[Source data]
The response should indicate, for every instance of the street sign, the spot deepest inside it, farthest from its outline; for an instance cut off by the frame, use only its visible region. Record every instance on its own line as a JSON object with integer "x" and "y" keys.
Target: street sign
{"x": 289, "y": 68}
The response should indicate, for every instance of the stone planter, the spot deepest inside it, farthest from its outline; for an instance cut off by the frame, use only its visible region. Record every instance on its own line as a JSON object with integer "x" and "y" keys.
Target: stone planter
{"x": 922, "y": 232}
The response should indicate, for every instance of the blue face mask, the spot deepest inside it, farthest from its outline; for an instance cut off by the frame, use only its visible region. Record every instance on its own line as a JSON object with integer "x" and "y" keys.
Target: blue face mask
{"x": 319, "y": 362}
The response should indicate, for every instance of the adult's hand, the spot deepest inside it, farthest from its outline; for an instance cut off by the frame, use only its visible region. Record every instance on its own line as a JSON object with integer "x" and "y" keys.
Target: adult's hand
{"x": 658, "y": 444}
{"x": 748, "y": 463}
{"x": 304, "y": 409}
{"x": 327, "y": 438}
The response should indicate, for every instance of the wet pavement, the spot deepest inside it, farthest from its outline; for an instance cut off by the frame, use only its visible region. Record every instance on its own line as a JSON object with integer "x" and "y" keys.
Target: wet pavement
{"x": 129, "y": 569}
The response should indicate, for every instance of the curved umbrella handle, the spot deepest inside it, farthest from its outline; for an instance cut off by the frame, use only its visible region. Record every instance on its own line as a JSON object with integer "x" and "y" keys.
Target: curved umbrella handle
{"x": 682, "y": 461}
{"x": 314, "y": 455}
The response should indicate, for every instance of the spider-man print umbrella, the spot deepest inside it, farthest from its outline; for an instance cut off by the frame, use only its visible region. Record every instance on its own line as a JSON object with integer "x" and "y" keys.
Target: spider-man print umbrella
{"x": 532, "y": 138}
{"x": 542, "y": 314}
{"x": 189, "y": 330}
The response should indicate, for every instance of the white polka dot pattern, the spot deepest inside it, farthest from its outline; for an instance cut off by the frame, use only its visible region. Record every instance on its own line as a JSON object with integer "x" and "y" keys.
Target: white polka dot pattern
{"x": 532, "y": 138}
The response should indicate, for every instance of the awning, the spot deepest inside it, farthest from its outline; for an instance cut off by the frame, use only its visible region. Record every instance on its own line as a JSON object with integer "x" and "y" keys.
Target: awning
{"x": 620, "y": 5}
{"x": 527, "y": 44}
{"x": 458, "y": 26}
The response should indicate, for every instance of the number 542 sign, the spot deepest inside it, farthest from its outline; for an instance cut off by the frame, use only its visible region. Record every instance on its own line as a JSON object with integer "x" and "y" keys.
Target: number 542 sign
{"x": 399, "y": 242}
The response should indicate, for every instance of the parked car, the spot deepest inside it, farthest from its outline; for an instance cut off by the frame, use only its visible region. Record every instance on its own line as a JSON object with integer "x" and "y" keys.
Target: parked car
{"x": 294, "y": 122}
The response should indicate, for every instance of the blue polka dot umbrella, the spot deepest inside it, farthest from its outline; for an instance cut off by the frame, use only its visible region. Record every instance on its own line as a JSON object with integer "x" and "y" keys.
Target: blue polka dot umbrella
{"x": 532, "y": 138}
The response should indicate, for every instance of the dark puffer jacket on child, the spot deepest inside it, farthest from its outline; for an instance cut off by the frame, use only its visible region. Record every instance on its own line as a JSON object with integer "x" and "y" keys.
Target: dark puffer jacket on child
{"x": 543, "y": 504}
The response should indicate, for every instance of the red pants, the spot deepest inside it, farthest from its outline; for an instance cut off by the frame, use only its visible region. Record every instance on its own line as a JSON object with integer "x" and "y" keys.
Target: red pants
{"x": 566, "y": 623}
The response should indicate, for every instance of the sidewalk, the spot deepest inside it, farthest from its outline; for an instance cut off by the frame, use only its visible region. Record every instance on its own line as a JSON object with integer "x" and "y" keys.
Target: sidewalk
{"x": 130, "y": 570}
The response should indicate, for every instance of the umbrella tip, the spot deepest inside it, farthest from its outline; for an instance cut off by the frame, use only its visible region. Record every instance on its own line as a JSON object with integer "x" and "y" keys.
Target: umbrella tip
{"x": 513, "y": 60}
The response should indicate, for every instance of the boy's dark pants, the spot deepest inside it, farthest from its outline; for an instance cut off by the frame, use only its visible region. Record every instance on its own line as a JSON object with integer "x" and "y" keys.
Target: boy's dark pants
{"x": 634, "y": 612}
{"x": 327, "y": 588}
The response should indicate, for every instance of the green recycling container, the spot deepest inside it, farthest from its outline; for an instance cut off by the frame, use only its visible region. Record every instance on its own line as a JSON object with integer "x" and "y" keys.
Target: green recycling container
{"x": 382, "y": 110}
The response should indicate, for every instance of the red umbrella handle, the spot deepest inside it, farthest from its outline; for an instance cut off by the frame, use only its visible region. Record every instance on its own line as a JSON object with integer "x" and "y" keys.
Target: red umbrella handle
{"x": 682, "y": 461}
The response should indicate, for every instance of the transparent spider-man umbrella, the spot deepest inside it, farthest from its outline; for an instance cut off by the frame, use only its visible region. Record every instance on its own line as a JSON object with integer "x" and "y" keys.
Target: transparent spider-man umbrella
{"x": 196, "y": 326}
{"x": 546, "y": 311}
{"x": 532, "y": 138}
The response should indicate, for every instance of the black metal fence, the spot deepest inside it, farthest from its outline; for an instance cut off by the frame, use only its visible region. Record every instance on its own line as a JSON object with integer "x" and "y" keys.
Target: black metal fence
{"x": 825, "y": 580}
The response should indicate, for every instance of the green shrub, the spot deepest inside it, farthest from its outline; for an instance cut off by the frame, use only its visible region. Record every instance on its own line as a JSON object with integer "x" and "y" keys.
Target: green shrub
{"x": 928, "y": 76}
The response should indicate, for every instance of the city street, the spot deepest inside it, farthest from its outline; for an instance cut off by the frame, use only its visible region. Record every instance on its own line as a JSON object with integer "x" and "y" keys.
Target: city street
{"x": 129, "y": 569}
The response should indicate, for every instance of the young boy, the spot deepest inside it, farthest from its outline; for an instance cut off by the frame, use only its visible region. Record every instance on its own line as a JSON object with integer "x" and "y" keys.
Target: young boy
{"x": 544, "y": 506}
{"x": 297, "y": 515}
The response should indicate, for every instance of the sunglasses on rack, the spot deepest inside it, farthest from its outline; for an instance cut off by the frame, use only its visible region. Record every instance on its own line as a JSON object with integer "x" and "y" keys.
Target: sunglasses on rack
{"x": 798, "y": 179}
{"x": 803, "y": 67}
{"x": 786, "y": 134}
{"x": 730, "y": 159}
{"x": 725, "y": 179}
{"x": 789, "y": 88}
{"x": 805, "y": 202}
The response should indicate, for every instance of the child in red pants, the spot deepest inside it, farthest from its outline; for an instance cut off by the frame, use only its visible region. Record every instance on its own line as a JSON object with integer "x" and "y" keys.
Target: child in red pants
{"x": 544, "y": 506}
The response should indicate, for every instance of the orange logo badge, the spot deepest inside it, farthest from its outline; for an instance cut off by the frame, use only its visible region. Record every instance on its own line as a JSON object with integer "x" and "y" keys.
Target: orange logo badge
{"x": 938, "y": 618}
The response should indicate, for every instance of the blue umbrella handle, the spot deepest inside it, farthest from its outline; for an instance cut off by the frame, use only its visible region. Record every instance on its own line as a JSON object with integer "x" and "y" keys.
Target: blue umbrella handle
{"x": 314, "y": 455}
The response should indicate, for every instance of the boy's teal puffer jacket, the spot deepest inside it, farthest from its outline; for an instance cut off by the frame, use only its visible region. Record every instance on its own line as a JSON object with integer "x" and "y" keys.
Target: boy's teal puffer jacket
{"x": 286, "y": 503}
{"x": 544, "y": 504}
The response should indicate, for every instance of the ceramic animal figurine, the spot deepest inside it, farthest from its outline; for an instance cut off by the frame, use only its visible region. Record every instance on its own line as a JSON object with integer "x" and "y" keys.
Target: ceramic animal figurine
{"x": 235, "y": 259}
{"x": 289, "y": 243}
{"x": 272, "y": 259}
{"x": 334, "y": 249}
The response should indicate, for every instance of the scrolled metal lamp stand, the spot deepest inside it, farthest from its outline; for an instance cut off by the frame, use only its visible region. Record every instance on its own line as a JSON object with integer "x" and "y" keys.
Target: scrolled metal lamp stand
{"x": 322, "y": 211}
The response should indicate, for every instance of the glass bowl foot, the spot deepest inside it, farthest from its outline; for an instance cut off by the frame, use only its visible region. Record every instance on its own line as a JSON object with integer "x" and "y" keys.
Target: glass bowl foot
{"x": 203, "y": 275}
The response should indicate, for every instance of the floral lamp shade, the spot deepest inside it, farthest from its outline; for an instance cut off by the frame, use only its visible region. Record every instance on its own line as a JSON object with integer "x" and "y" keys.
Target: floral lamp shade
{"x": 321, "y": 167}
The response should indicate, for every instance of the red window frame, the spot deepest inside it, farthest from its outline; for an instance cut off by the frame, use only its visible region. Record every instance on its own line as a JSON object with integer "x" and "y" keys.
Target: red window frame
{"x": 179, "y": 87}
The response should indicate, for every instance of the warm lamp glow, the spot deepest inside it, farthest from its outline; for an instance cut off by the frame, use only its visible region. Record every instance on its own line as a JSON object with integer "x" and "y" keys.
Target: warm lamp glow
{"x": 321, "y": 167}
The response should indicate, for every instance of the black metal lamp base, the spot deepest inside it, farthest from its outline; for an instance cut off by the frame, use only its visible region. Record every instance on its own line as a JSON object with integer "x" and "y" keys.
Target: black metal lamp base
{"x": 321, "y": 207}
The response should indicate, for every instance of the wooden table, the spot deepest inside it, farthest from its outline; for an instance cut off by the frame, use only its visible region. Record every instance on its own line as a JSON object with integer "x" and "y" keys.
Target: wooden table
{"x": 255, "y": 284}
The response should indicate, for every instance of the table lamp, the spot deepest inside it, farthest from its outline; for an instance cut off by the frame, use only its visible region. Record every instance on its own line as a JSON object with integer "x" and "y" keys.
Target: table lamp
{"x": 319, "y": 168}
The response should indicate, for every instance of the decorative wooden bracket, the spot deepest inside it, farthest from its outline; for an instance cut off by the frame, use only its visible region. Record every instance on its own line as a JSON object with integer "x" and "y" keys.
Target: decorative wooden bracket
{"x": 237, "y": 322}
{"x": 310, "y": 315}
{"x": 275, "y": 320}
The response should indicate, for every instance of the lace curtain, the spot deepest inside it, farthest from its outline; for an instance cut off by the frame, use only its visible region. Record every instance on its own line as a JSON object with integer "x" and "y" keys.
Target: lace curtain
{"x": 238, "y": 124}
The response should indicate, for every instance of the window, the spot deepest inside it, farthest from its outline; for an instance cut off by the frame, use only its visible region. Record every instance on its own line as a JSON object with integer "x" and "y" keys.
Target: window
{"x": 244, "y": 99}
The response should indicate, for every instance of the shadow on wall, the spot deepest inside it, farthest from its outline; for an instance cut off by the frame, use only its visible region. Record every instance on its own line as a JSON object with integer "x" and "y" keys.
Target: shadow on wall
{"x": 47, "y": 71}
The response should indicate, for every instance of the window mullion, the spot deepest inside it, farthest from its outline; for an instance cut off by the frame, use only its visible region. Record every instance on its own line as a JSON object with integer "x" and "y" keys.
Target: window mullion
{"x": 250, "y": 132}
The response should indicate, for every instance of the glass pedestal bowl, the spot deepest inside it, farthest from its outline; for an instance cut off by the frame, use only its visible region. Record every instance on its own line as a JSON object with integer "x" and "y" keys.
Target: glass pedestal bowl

Exercise instructions: Copy the lines from the one containing "The response should indicate, for every instance of the shadow" through the end of the material, changing "spot" to "point" and leaving everything else as it is.

Task response:
The response should indicate, for every instance of the shadow on wall, the point deepest inside it, farthest from its outline; for an instance cut off by the frame, use only its visible region. Record every instance on its own line as a JSON object with integer "x" and "y" keys.
Target: shadow on wall
{"x": 47, "y": 71}
The response should indicate, for every instance of the window mullion, the point deepest inside it, farthest from its outline; for an instance cut off by the frame, use only its visible region. Record every instance on its own line as a JSON object with integer "x" and "y" keys.
Target: window mullion
{"x": 250, "y": 132}
The response should indicate, for every instance of the glass pedestal bowl, the point deepest inside it, farthest from its outline; for an instance cut off by the frame, use only its visible region. Record every instance on its own line as a JSON object with integer "x" and "y" keys.
Target: glass pedestal bowl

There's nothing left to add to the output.